The exponential distribution represents a process in which events occur continuously and independently at a constant average rate.

$$P(x;\lambda)= \lambda e^{-\lambda x}, \hspace{1in} x \in [0,\infty], \hspace{0.1in} \lambda > 0$$

E(X) = $1/\lambda$, Var(X) = $1/\lambda^2$
Example: The time to failure of a light bulb can be described by an exponential distribution with rate parameter $\lambda$

In [38]:

lam = 0.5
x = np.arange(0, 15, 0.1)
y = lam * np.exp(-lam * x) # could also use stats.expon.pdf
plt.plot(x,y)
plt.title('Exponential: $\lambda$ =%.2f' % lam)
plt.xlabel('x')
plt.ylabel('Probability density')
plt.show()

Now let's simulate exponential random variables using stats.expon.rvs

In [39]:

data = stats.expon.rvs(scale = 2, size = 1000)
print "Mean: %g" % np.mean(data)
print "SD: %g" % np.std(data, ddof=1)

plt.figure()
plt.hist(data, bins = 20, normed = True)
plt.xlim(0, 15)
plt.title("Simulating Exponential Random Variables")
plt.show()

Mean: 2.0309
SD: 1.96152

Histogram of the means of datasets with 100 values¶

Now we will generate 1000 datasets each with 100 values drawn from an exponential distribution with $\lambda$ = 0.5. We will compute the mean of each dataset and store them in an array of length 1000.

Compute the mean of the means and the standard deviation of the means
- Print them to the screen.
Draw a boxplot of the means
Draw a histogram of the means

In [40]:

# Generate N = 1000 data sets of size 100 numbers drawn from an 
#    exponential distribution (lambda = 0.5)
data = stats.expon.rvs(scale=2, size = (1000, 100))

# Compute sample mean for each N datasets
sample_means = np.mean(data, axis = 1)
                       
print 'The mean of the means is: ', np.mean(sample_means)
print 'The standard deviation of the means is: ', np.std(sample_means, ddof=1) 
plt.figure()
plt.boxplot(sample_means)
plt.figure()
plt.hist(sample_means, normed=True)
plt.show()

The mean of the means is:  1.99487250175
The standard deviation of the means is:  0.198096906745

In [40]:

Central Limit Theorem¶

Take the mean of $n$ random samples $X_1, \ldots, X_n$ from ANY arbitrary distribution with a well defined standard deviation $\sigma$ and mean $\mu$. As $n$ gets bigger the distribution of the sample mean $\bar{X}$ will always converge to a Gaussian (normal) distribution with mean $\mu$ and standard deviation $\sigma/\sqrt{n}$.
::::::
What is asked: Repeat word for word the part of the exponential distribution text that begins at the words "Draw a boxplot" and stops after "np.mean(data, axis = 1)".

Material:
::::::
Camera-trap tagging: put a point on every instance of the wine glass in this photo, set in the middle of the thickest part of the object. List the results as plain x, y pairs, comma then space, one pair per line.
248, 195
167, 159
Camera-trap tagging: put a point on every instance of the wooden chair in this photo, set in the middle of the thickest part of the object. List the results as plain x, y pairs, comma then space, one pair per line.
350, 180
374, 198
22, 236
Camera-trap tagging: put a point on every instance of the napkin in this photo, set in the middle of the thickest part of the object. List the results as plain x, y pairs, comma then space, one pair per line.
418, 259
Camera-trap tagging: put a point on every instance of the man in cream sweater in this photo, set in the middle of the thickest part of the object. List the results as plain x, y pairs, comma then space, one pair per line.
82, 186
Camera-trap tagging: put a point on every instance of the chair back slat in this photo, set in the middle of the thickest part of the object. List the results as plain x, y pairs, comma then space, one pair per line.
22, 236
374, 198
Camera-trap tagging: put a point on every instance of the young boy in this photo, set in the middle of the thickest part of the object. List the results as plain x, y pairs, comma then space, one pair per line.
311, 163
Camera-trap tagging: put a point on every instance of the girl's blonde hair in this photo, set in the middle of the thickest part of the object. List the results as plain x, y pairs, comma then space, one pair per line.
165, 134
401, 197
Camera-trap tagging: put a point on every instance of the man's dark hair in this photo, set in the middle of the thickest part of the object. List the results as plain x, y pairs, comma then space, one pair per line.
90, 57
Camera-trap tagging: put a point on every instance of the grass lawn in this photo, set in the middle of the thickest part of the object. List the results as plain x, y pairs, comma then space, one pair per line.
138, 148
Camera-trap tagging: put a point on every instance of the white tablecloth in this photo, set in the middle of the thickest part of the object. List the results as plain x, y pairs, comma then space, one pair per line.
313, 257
::::::
Task response:
Draw a boxplot of the means
Draw a histogram of the means

In [40]:

# Generate N = 1000 data sets of size 100 numbers drawn from an 
#    exponential distribution (lambda = 0.5)
data = stats.expon.rvs(scale=2, size = (1000, 100))

# Compute sample mean for each N datasets
sample_means = np.mean(data, axis = 1)